**Aim**
Can you return every line of the records below word for word, leaving out the pictures?

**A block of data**
---+---

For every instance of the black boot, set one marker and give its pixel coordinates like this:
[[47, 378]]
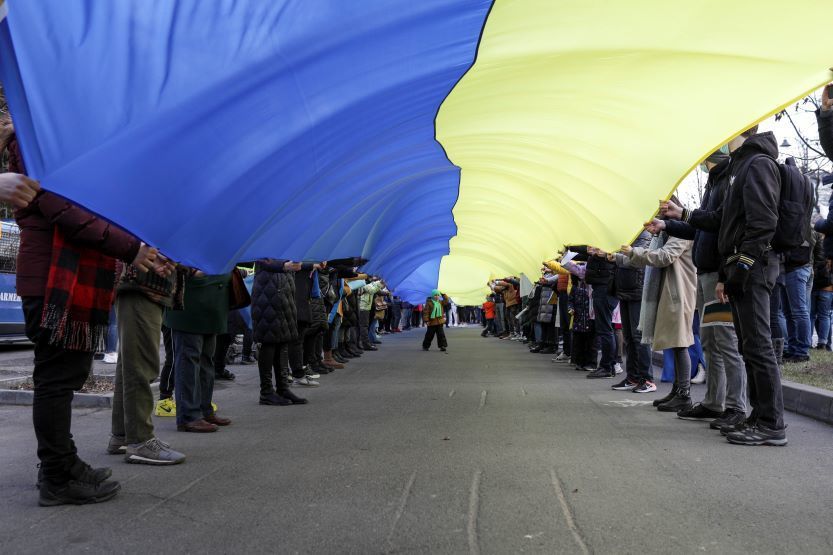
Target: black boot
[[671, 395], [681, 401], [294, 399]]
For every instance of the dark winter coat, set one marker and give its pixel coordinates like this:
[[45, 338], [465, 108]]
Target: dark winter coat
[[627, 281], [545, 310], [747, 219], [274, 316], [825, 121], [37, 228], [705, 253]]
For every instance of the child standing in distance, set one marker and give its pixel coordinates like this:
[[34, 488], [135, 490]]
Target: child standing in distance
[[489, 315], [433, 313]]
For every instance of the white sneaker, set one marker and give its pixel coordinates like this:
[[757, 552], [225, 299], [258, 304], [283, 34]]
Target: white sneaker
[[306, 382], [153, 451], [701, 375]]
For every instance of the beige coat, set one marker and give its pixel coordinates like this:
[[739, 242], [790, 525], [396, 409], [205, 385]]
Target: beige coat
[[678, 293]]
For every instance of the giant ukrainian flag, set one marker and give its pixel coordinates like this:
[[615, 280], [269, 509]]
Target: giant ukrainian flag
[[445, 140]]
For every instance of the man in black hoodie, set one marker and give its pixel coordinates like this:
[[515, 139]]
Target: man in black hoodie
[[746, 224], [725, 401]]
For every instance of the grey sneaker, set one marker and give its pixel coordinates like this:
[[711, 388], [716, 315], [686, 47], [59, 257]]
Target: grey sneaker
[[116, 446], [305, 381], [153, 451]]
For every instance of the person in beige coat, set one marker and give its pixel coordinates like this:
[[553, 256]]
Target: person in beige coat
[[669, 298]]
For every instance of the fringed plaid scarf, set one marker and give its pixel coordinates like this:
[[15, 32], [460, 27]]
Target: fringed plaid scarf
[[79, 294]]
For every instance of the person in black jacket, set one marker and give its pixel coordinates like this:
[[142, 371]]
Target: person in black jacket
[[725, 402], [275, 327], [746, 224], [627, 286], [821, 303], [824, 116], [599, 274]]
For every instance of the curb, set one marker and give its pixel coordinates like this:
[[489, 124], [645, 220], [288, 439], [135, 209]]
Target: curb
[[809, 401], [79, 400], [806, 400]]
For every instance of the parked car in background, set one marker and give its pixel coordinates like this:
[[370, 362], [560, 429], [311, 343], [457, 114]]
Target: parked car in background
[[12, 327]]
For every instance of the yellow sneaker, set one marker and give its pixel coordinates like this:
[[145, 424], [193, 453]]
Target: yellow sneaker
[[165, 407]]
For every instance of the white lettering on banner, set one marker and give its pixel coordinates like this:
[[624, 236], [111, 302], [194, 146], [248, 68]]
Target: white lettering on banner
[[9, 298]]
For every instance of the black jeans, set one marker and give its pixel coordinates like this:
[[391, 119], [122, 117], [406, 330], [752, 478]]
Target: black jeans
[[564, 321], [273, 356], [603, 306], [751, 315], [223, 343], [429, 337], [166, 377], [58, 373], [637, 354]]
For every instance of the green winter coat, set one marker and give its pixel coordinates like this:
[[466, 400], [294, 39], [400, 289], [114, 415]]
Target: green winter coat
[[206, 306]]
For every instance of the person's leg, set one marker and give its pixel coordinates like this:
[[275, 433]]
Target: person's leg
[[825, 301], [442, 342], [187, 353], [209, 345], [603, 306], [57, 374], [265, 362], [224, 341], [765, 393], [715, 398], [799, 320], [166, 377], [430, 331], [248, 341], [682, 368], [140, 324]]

---+---

**Task response**
For every instance of the black boot, set one marker and give its pixel coordinates like this:
[[47, 378]]
Target: black boot
[[671, 395], [681, 401], [294, 399]]
For every instance of the dark winter coat, set one marker and give its pixel coordinates like this:
[[45, 338], [465, 108]]
Target: dark winter coat
[[627, 281], [545, 310], [747, 219], [274, 316], [825, 121], [37, 228], [705, 253]]
For every instance of the child standing in distance, set one marker and give its pixel coordinates like this:
[[34, 488], [135, 490]]
Target: child standing in distance
[[489, 315], [433, 313]]
For every instance of the white sneaker, set one marker and give its pixel coordinates like this:
[[757, 552], [225, 299], [258, 304], [283, 34]]
Target: white sneaker
[[306, 382], [153, 451], [701, 375]]
For every instance of the beige coat, set one marker and give its pixel coordinates like this:
[[739, 242], [790, 525], [396, 409], [205, 385]]
Target: beige coat
[[678, 293]]
For every instance of the giant ukrainian flag, set one marker and give its pixel coordinates like this:
[[615, 280], [269, 509]]
Target: giant ukrainian flag
[[445, 140]]
For every instance of the man in black hoodie, set one marker and give its pixel coordinates like this:
[[515, 139]]
Target: man in black hoodie
[[746, 224], [725, 401]]
For every instance of the grey sneaker, set one marker and give its pixel coordinates like this:
[[711, 388], [716, 315], [686, 47], [59, 257]]
Target: grey sneaker
[[116, 446], [305, 381], [153, 451]]
For every instance of the person in beige coat, set one marker and give its pixel coordinates like this:
[[553, 256]]
Target: person in beige coat
[[669, 298]]
For every instance of the fringed plaid scarf, set one marker and give its pixel coordinates like this:
[[15, 32], [460, 27]]
Target: fringed plaid scarf
[[79, 294]]
For every instance of the person in black jacket, set one marker and give its pixel coordinates like this:
[[142, 371]]
Target: person in black jacket
[[725, 402], [275, 327], [746, 224], [627, 286], [821, 303], [824, 116], [599, 274]]
For every instance of the curb, set one marker and give its pixel coordinates like this:
[[489, 124], [645, 220], [288, 439], [135, 209]]
Target: curb
[[809, 401], [79, 400], [806, 400]]
For every instance of the parked car in background, set one marker and give its pixel coordinates like this:
[[370, 362], [560, 429], [311, 343], [457, 114]]
Target: parked car in background
[[12, 327]]
For every instance of the yellow sneaker, set one marker and give its pixel coordinates like this:
[[145, 424], [193, 453]]
Target: yellow sneaker
[[165, 407]]
For every instance of the white lettering on banner, set one marker and give its pixel coordinates like this:
[[624, 236], [111, 302], [194, 146], [248, 68]]
Target: white lettering on banner
[[9, 298]]
For every instance of the black jeans, set one marker and give its pixel coordinates like this:
[[391, 119], [122, 117], [406, 330], [752, 478]]
Target: black jeans
[[564, 321], [273, 356], [603, 306], [751, 315], [223, 343], [429, 337], [166, 377], [58, 373], [637, 354]]
For every instance of the green winter coat, set one marker and give its pixel coordinates like this:
[[466, 400], [294, 39], [400, 289], [114, 415]]
Target: green winter coat
[[206, 306]]
For every instance of the person's leg, set one marker and give its pixel coordinates like this:
[[275, 433]]
Target: person's leg
[[825, 301], [442, 342], [187, 353], [209, 345], [603, 306], [57, 374], [265, 362], [224, 341], [765, 393], [715, 398], [799, 320], [166, 377], [430, 331], [248, 341], [682, 368], [140, 324]]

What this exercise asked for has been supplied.